# ページ
↓↓↓

ヤマトホールディングスの企業概要
ヤマトホールディングスとは、宅急便のヤマト運輸を傘下に持つホールディングス型企業です。ホールディングスとはいえ、傘下には宅急便を扱うヤマト運輸と、ヤマト運輸の輸送セグメントや海外事業など数社で構成されています。一般的に単独企業がホールディングスを設立するのは経営戦略面と税金面のメリットが考えられるため、同社もどちらかが目的と考えられます。
商号 | ヤマトホールディングス株式会社 |
---|---|
創立年月日 | 1919年11月29日 |
代表者 | 代表取締役社長 長尾 裕 |
事業内容 | 「宅急便」など各種輸送に関わる事業 |
社員数 | 21名 |
本社 | 東京都中央区銀座2丁目16-10 |
ヤマトホールディングスの事業内容
- 荷物の輸送
- 海外輸送・海外引越
- ロジスティクス
- システムソリューション
- 金融・決済・保険
- 教育・人材派遣
- ダイレクトマーケティング
- トラック整備・メンテナンス
- 暮らしサポート
- コールセンター
- その他
日常生活で使用する場面の多い「宅急便」ですが、これはヤマトホールディングスの登録商標です。同社は宅急便を軸にロジスティクスやトラック整備などの付帯事業を展開しています。宅急便といえば引越しのニーズも高いですが、同社は引越しから暮らしサポートまで展開し、事業化を進めています。顧客は日本全国の個人のほか、法人間の輸送やECなども主力分野です。AmazonなどEC各社の発展により、宅急便ニーズもまた拡大している一方、不在時配達のコストが問題となり、ヤマトホールディングスもその対策への投資を行っています。
ヤマトホールディングスの業績推移|売上・営業利益
■営業収益
■営業利益
ヤマトホールディングスの営業収益は堅調に推移しています。2023年本決算は2022年と比較して△1.9%と微減していますが誤差範囲でしょう。問題は営業利益です。当期決算を読み込むと、ヤマトホールディングスのビジネスモデル上不可欠な人件費や燃料高が圧迫していることがわかります。また不在対策やECへの先行投資を売上では回収できていないことが業績の要因といえるでしょう。

↑↑↑

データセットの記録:
↓↓↓

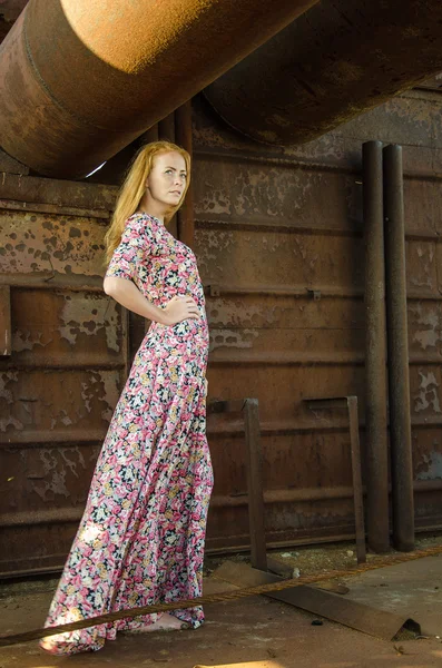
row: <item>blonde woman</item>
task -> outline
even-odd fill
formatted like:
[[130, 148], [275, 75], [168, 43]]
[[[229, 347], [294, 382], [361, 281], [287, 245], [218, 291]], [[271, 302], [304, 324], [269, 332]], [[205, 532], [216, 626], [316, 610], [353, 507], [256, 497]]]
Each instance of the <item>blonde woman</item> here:
[[[46, 626], [202, 593], [213, 487], [205, 434], [208, 330], [194, 253], [166, 225], [190, 158], [157, 141], [136, 157], [107, 233], [105, 292], [151, 321], [110, 422]], [[100, 649], [117, 631], [197, 628], [200, 607], [48, 636], [58, 655]]]

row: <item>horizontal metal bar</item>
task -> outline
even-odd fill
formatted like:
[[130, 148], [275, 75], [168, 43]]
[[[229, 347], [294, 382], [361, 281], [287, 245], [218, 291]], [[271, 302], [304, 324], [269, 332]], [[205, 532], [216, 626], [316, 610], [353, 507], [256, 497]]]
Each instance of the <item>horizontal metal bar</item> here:
[[[441, 492], [442, 480], [420, 480], [413, 485], [414, 492]], [[391, 490], [390, 490], [391, 491]], [[364, 490], [365, 493], [365, 490]], [[312, 501], [328, 501], [353, 499], [352, 487], [304, 488], [289, 490], [265, 490], [264, 502], [273, 503], [302, 503]], [[215, 494], [210, 499], [210, 508], [238, 508], [248, 505], [248, 494], [224, 495]], [[32, 527], [36, 524], [58, 524], [78, 522], [84, 513], [84, 508], [59, 508], [49, 510], [20, 511], [3, 513], [0, 527]]]
[[245, 406], [245, 399], [233, 401], [213, 400], [207, 403], [207, 413], [240, 413]]
[[[342, 299], [363, 299], [364, 289], [346, 286], [330, 285], [229, 285], [209, 283], [204, 286], [208, 297], [218, 297], [224, 295], [272, 295], [276, 297], [299, 297], [299, 298], [342, 298]], [[428, 289], [409, 291], [409, 302], [431, 301], [442, 302], [441, 293]]]
[[245, 218], [226, 219], [220, 217], [209, 217], [206, 214], [205, 218], [196, 218], [195, 226], [198, 228], [217, 229], [230, 226], [230, 230], [256, 230], [256, 232], [283, 232], [285, 234], [304, 234], [307, 236], [333, 236], [333, 237], [355, 237], [362, 238], [362, 226], [356, 220], [346, 220], [346, 227], [320, 227], [311, 226], [297, 220], [287, 222], [284, 218], [269, 219], [265, 216], [254, 216], [253, 220]]
[[347, 288], [328, 285], [228, 285], [228, 284], [207, 284], [204, 289], [208, 296], [220, 295], [275, 295], [282, 297], [304, 297], [314, 298], [321, 295], [321, 298], [341, 297], [341, 298], [362, 298], [363, 288]]
[[[12, 355], [14, 352], [12, 351]], [[81, 360], [80, 355], [77, 353], [76, 355], [59, 356], [58, 358], [53, 357], [43, 357], [36, 355], [33, 360], [20, 360], [17, 357], [0, 360], [0, 372], [2, 371], [78, 371], [81, 369], [87, 369], [91, 371], [115, 371], [118, 369], [124, 369], [126, 366], [126, 361], [110, 361], [109, 358], [100, 358], [100, 357], [90, 357], [88, 360]]]
[[100, 276], [51, 272], [0, 274], [0, 285], [10, 285], [12, 289], [60, 289], [66, 292], [100, 293], [105, 298], [102, 278]]
[[56, 214], [58, 216], [78, 216], [79, 218], [101, 218], [109, 220], [110, 212], [104, 209], [77, 208], [56, 204], [37, 204], [14, 199], [0, 199], [0, 210]]
[[348, 396], [303, 399], [308, 409], [348, 409]]
[[118, 187], [2, 171], [1, 198], [85, 209], [112, 210]]
[[[440, 95], [440, 94], [436, 94]], [[316, 163], [314, 160], [310, 161], [307, 159], [301, 160], [296, 158], [285, 158], [281, 156], [271, 156], [263, 154], [247, 154], [240, 150], [223, 150], [223, 149], [204, 149], [202, 147], [194, 147], [194, 155], [196, 158], [208, 158], [213, 160], [223, 160], [223, 161], [232, 161], [235, 164], [238, 163], [255, 163], [258, 165], [273, 165], [276, 167], [286, 167], [288, 169], [299, 169], [303, 171], [328, 171], [333, 174], [346, 174], [348, 176], [355, 176], [358, 180], [362, 178], [362, 171], [357, 167], [348, 167], [336, 165], [335, 163], [325, 164], [325, 163]], [[428, 173], [428, 174], [415, 174], [411, 171], [404, 173], [404, 179], [410, 180], [422, 180], [422, 181], [440, 181], [442, 180], [442, 175], [439, 173]]]
[[18, 448], [21, 446], [35, 446], [41, 448], [48, 444], [50, 448], [53, 444], [59, 443], [65, 446], [67, 443], [72, 445], [81, 445], [82, 443], [97, 443], [105, 439], [107, 433], [106, 429], [90, 429], [90, 430], [76, 430], [69, 428], [69, 430], [41, 430], [41, 431], [19, 431], [8, 433], [0, 433], [0, 448]]
[[352, 167], [343, 167], [336, 164], [324, 164], [308, 160], [299, 160], [294, 158], [283, 158], [281, 156], [269, 156], [263, 154], [246, 154], [240, 150], [228, 151], [223, 149], [204, 149], [200, 147], [194, 148], [194, 155], [196, 158], [208, 158], [212, 160], [223, 160], [238, 163], [255, 163], [258, 165], [273, 165], [276, 167], [286, 167], [288, 169], [299, 169], [303, 171], [332, 171], [334, 174], [348, 174], [360, 177], [361, 170]]
[[209, 353], [209, 363], [213, 366], [220, 365], [268, 365], [268, 366], [362, 366], [364, 355], [357, 353], [328, 353], [323, 355], [312, 355], [310, 353], [287, 354], [287, 353], [248, 353], [243, 355], [232, 355], [229, 352], [215, 351]]
[[[226, 414], [228, 415], [228, 413]], [[244, 422], [243, 420], [228, 420], [215, 422], [216, 414], [209, 414], [207, 420], [207, 435], [210, 438], [243, 438]], [[442, 428], [442, 418], [412, 418], [413, 429], [440, 429]], [[365, 430], [363, 420], [360, 420], [360, 430]], [[346, 418], [326, 418], [305, 419], [298, 418], [293, 420], [279, 420], [274, 422], [261, 422], [262, 436], [288, 436], [299, 433], [340, 433], [348, 431], [348, 421]], [[106, 436], [107, 430], [67, 430], [67, 431], [14, 431], [8, 434], [0, 434], [0, 450], [14, 449], [21, 450], [27, 448], [66, 448], [67, 445], [87, 445], [90, 443], [100, 443]], [[8, 439], [8, 440], [7, 440]]]

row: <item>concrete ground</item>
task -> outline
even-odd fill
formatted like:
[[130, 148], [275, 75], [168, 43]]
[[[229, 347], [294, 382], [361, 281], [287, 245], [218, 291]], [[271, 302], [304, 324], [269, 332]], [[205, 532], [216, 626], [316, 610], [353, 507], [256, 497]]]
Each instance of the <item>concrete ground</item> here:
[[[442, 541], [440, 541], [442, 542]], [[422, 547], [422, 546], [420, 546]], [[351, 548], [351, 546], [350, 546]], [[342, 556], [352, 551], [348, 546], [324, 548], [324, 558], [320, 559], [321, 548], [297, 552], [283, 552], [282, 561], [293, 559], [303, 566], [302, 572], [321, 570], [321, 563], [328, 563], [334, 554], [333, 567]], [[275, 556], [275, 554], [273, 554]], [[442, 558], [436, 558], [441, 562]], [[434, 564], [436, 562], [434, 561]], [[327, 566], [330, 568], [330, 566]], [[440, 568], [440, 567], [439, 567]], [[429, 569], [425, 582], [423, 567], [420, 567], [419, 590], [426, 591], [424, 606], [429, 606], [430, 589], [439, 591], [435, 578], [442, 571]], [[355, 583], [354, 596], [373, 605], [367, 591], [375, 592], [387, 589], [389, 596], [396, 597], [395, 582], [404, 587], [404, 577], [387, 577], [379, 573], [361, 576]], [[404, 573], [403, 573], [404, 574]], [[369, 577], [365, 589], [363, 578]], [[406, 572], [406, 578], [414, 574]], [[350, 580], [345, 580], [351, 588]], [[381, 584], [387, 584], [387, 588]], [[0, 591], [0, 633], [16, 633], [42, 625], [56, 584], [53, 580], [40, 580], [3, 586]], [[376, 586], [380, 584], [380, 588]], [[442, 586], [442, 584], [441, 584]], [[206, 579], [205, 593], [229, 589], [227, 583]], [[410, 580], [407, 597], [413, 590]], [[350, 593], [351, 593], [350, 592]], [[416, 600], [418, 600], [416, 599]], [[411, 601], [413, 605], [413, 601]], [[332, 621], [322, 620], [322, 626], [314, 626], [315, 616], [303, 612], [286, 603], [264, 597], [251, 597], [235, 602], [212, 603], [206, 606], [206, 623], [196, 631], [157, 632], [143, 636], [120, 635], [115, 642], [108, 642], [99, 652], [58, 658], [39, 649], [37, 642], [28, 642], [9, 648], [0, 648], [0, 668], [51, 668], [53, 666], [81, 666], [95, 668], [114, 666], [115, 668], [138, 668], [171, 666], [173, 668], [216, 667], [224, 668], [430, 668], [442, 666], [442, 641], [435, 635], [422, 639], [400, 639], [384, 641]], [[428, 610], [426, 621], [430, 620]], [[440, 610], [435, 609], [436, 617]], [[433, 619], [433, 629], [438, 628]]]

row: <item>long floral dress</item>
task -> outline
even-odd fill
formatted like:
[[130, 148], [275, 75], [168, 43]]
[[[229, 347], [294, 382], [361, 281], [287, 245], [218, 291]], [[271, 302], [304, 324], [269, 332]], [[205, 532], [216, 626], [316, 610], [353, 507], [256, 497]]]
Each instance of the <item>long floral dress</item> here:
[[[208, 328], [195, 255], [160, 220], [134, 214], [107, 276], [132, 281], [160, 307], [174, 295], [189, 295], [200, 317], [153, 323], [143, 341], [46, 626], [202, 595], [213, 472], [205, 433]], [[194, 628], [204, 621], [200, 607], [174, 615]], [[117, 631], [156, 619], [49, 636], [41, 646], [58, 655], [98, 650]]]

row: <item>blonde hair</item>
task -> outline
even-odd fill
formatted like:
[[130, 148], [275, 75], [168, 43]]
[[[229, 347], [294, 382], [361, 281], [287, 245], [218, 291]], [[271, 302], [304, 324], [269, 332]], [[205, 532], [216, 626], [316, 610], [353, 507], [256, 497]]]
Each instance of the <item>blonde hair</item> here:
[[151, 144], [146, 144], [146, 146], [143, 146], [136, 154], [120, 188], [114, 216], [109, 229], [105, 236], [106, 263], [110, 262], [114, 250], [121, 240], [126, 220], [130, 218], [132, 214], [135, 214], [146, 191], [146, 179], [153, 169], [155, 156], [170, 151], [178, 153], [184, 157], [186, 161], [187, 179], [186, 187], [179, 203], [166, 214], [165, 223], [168, 223], [181, 206], [184, 198], [186, 197], [187, 188], [190, 184], [189, 154], [180, 146], [171, 144], [171, 141], [153, 141]]

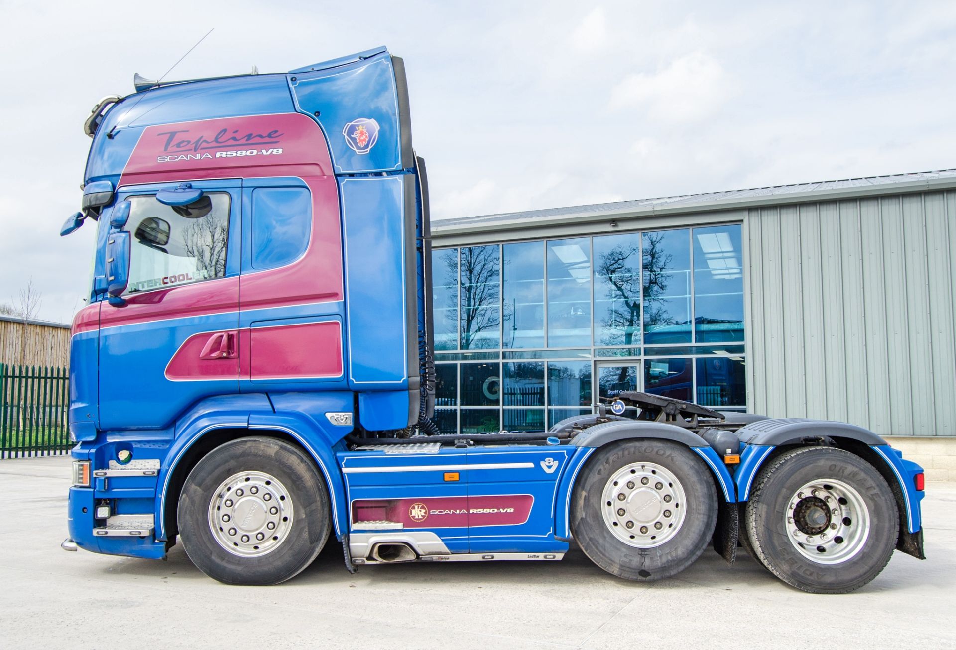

↑↑↑

# 短い課題
ヤマトホールディングスの企業概要を述べた文章を、最初から最後まで一字一句そのまま書き写してください。 この資料は今回の作業には関係しません。

# この課題の解答
ヤマトホールディングスの企業概要
ヤマトホールディングスとは、宅急便のヤマト運輸を傘下に持つホールディングス型企業です。ホールディングスとはいえ、傘下には宅急便を扱うヤマト運輸と、ヤマト運輸の輸送セグメントや海外事業など数社で構成されています。一般的に単独企業がホールディングスを設立するのは経営戦略面と税金面のメリットが考えられるため、同社もどちらかが目的と考えられます。
商号 | ヤマトホールディングス株式会社 |
---|---|
創立年月日 | 1919年11月29日 |
代表者 | 代表取締役社長 長尾 裕 |
事業内容 | 「宅急便」など各種輸送に関わる事業 |
社員数 | 21名 |
本社 | 東京都中央区銀座2丁目16-10 |
ヤマトホールディングスの事業内容
- 荷物の輸送
- 海外輸送・海外引越
- ロジスティクス
- システムソリューション
- 金融・決済・保険
- 教育・人材派遣
- ダイレクトマーケティング
- トラック整備・メンテナンス
- 暮らしサポート
- コールセンター
- その他
日常生活で使用する場面の多い「宅急便」ですが、これはヤマトホールディングスの登録商標です。同社は宅急便を軸にロジスティクスやトラック整備などの付帯事業を展開しています。宅急便といえば引越しのニーズも高いですが、同社は引越しから暮らしサポートまで展開し、事業化を進めています。顧客は日本全国の個人のほか、法人間の輸送やECなども主力分野です。AmazonなどEC各社の発展により、宅急便ニーズもまた拡大している一方、不在時配達のコストが問題となり、ヤマトホールディングスもその対策への投資を行っています。
ヤマトホールディングスの業績推移|売上・営業利益
■営業収益
■営業利益
ヤマトホールディングスの営業収益は堅調に推移しています。2023年本決算は2022年と比較して△1.9%と微減していますが誤差範囲でしょう。問題は営業利益です。当期決算を読み込むと、ヤマトホールディングスのビジネスモデル上不可欠な人件費や燃料高が圧迫していることがわかります。また不在対策やECへの先行投資を売上では回収できていないことが業績の要因といえるでしょう。